* 設問 *
(a) 恋愛うつを扱った本文について、次の(i)〜(iii)が本文の内容と一致するかを「はい」か「いいえ」で答え、判断の根拠となる本文の語句をそのまま引用せよ。(i) 恋愛うつは、恋人の両方がうつ病と診断された場合にのみ生じる。(ii) うつ病の主要な特徴の一つとして、「何かが欠乏している」という感覚が挙げられている。(iii) 恋愛うつに苦しむカップルは、ごく普通の形で恋愛生活を送る傾向がある。
(b) 恋愛うつに苦しむカップルがかなり異様な形で恋愛生活を送る傾向にあるのはなぜか、恋愛うつを扱った本文に示された理由に基づいて説明せよ。

══ 本文 ══

恋愛関係におけるうつ病:欠乏を補うための恋愛

うつ病の主要な特徴の一つに、「何かが欠乏している」という感覚が挙げられます。このような感覚が恋愛関係において生じるということは、二人の間に要求や懇願ばかりが行き交うことなってしまうことを意味するのです。
恋愛関係におけるうつ病:欠乏を補うための恋愛

最後の更新: 14 3月, 2021

恋愛うつとは、恋人のうちどちらかあるいは両方がうつ病と診断された時や、一部のうつ病関連の症状に悩まされている時に生じる状態です。そういった状況下では、関係性自体も恋愛感情も、それぞれ独特の特徴を帯び始めます。そのため、恋愛うつに苦しむカップルは、かなり異様な形で恋愛生活を送る傾向があります。

═══
══ データ記録 ══

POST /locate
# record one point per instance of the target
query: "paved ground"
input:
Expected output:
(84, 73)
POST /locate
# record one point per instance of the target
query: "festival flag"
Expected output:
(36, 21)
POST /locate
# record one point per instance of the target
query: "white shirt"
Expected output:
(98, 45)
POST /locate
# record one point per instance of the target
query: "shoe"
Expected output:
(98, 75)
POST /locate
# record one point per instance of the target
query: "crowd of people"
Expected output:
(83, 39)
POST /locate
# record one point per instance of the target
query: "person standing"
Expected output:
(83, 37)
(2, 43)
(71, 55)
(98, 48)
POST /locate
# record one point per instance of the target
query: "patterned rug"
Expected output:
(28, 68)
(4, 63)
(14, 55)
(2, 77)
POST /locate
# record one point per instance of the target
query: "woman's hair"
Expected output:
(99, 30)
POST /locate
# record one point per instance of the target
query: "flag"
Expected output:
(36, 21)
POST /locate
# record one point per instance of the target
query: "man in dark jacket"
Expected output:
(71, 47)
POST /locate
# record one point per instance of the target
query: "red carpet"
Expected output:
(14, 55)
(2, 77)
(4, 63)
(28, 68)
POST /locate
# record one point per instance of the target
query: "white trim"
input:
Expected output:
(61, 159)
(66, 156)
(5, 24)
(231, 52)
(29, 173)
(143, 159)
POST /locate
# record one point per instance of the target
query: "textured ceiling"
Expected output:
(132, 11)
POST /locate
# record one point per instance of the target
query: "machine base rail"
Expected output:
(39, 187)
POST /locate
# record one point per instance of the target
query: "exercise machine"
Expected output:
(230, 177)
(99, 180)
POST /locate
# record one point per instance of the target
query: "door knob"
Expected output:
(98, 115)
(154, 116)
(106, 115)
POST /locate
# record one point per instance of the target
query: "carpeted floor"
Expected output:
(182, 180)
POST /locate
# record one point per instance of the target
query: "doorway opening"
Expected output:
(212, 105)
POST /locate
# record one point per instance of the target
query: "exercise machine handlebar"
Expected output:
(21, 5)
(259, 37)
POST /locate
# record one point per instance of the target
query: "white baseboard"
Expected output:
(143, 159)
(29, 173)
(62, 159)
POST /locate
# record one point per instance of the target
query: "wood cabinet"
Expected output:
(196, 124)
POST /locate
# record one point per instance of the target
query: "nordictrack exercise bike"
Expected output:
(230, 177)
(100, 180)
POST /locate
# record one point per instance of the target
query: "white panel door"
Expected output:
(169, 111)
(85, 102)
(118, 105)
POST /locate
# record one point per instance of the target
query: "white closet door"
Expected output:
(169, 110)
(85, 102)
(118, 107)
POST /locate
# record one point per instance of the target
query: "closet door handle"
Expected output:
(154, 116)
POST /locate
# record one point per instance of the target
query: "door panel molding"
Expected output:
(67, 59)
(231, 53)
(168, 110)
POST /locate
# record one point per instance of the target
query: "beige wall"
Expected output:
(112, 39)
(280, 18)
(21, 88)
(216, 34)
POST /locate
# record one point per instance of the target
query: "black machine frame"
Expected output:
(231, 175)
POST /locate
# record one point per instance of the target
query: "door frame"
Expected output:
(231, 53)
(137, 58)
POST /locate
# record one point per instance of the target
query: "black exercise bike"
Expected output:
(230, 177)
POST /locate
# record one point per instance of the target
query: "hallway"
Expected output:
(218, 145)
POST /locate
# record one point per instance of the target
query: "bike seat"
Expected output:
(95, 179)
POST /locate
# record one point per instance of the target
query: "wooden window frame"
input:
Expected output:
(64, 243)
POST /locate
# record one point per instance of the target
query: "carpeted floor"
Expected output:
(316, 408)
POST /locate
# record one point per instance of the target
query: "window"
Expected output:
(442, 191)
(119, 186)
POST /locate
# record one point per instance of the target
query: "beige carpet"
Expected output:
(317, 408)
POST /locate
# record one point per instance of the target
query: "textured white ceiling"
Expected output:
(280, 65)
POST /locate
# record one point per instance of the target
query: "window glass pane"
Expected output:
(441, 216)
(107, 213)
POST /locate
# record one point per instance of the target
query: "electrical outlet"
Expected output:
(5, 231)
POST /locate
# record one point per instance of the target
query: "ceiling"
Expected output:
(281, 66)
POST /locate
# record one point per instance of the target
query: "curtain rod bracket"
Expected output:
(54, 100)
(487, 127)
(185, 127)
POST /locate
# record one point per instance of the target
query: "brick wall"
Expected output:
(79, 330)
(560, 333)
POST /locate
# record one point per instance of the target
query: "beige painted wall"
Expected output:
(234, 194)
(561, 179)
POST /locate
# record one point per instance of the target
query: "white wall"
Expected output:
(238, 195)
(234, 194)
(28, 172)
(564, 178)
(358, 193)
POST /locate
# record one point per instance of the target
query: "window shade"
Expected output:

═══
══ データ記録 ══

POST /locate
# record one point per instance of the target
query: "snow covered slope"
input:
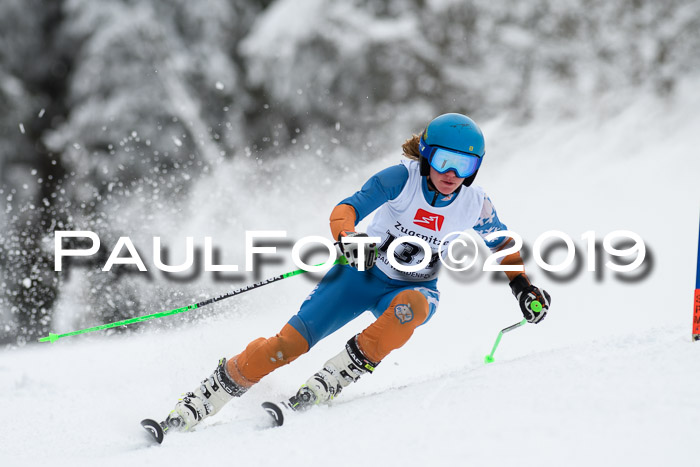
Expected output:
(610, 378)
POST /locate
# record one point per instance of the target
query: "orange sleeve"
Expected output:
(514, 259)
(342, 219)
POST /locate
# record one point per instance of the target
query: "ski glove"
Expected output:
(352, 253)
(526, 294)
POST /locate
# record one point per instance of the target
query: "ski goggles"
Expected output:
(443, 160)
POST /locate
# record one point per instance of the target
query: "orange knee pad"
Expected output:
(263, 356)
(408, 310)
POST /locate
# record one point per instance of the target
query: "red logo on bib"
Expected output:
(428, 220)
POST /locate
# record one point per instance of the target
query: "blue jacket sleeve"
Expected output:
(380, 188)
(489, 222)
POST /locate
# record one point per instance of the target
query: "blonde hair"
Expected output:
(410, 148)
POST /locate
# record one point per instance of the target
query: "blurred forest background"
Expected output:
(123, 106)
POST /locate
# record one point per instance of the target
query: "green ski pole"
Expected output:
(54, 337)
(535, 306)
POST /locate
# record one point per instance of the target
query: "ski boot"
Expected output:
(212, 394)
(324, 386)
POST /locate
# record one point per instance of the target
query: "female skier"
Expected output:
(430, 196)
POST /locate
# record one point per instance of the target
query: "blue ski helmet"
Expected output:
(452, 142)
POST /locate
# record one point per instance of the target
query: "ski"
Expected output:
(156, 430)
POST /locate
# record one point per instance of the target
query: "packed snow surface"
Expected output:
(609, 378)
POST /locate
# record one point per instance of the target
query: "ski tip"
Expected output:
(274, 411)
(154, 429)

═══
══ データ記録 ══

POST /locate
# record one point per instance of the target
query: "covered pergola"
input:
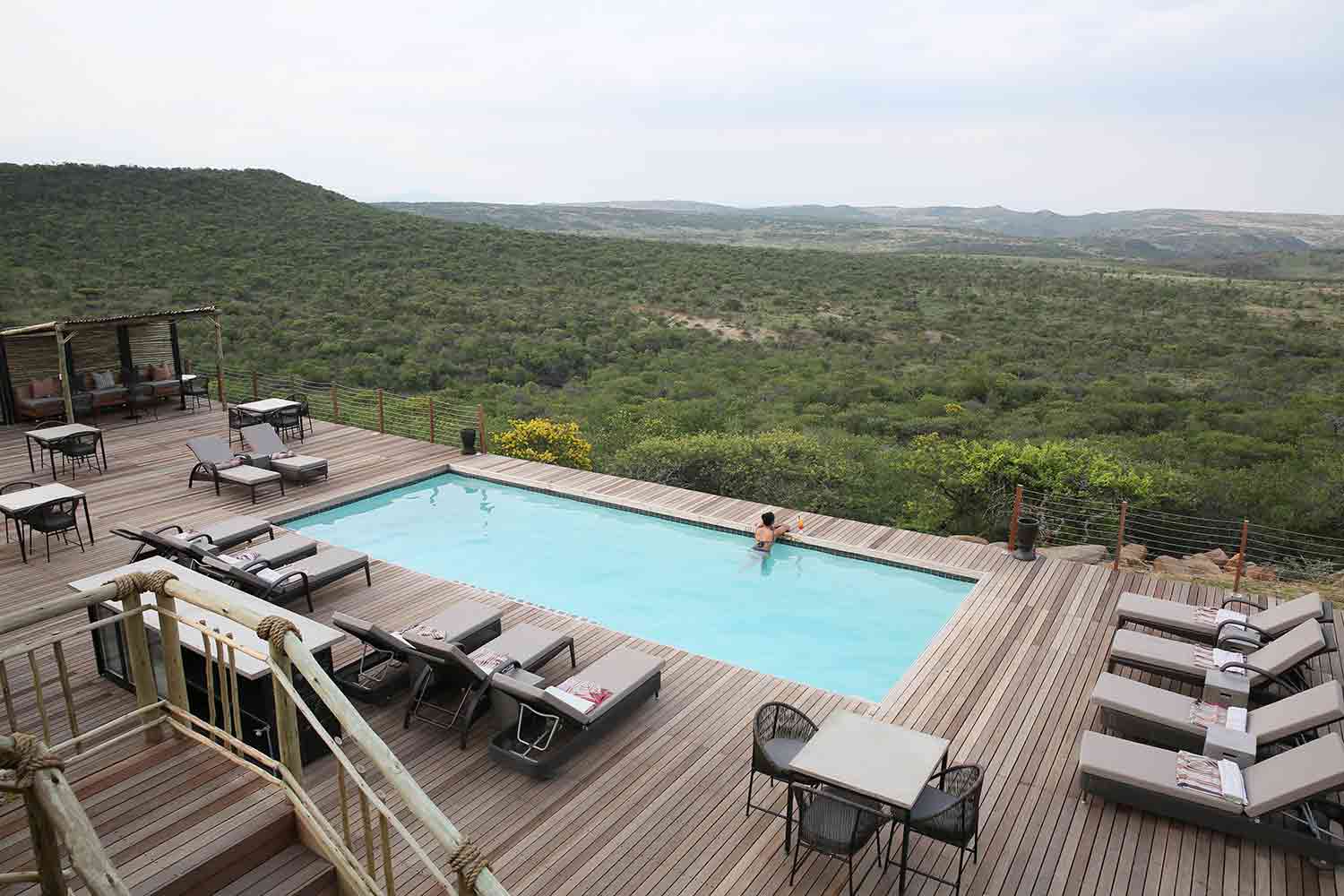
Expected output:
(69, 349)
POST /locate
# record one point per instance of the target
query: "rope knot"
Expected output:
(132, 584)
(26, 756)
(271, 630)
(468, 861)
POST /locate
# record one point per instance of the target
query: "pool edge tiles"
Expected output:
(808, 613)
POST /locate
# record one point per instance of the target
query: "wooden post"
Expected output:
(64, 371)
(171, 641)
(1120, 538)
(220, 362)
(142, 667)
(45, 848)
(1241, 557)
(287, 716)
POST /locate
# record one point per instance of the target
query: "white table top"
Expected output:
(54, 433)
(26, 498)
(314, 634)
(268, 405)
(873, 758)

═══

* 解答 *
(a)
(i) いいえ:「恋人のうちどちらかあるいは両方がうつ病と診断された時や、一部のうつ病関連の症状に悩まされている時に生じる状態です」
(ii) はい:「うつ病の主要な特徴の一つに、「何かが欠乏している」という感覚が挙げられます」
(iii) いいえ:「かなり異様な形で恋愛生活を送る傾向があります」

(b) 恋人のどちらかまたは両方がうつ病と診断されたり、うつ病関連の症状に悩まされたりしている状況下では、関係性自体も恋愛感情もそれぞれ独特の特徴を帯び始めるからである。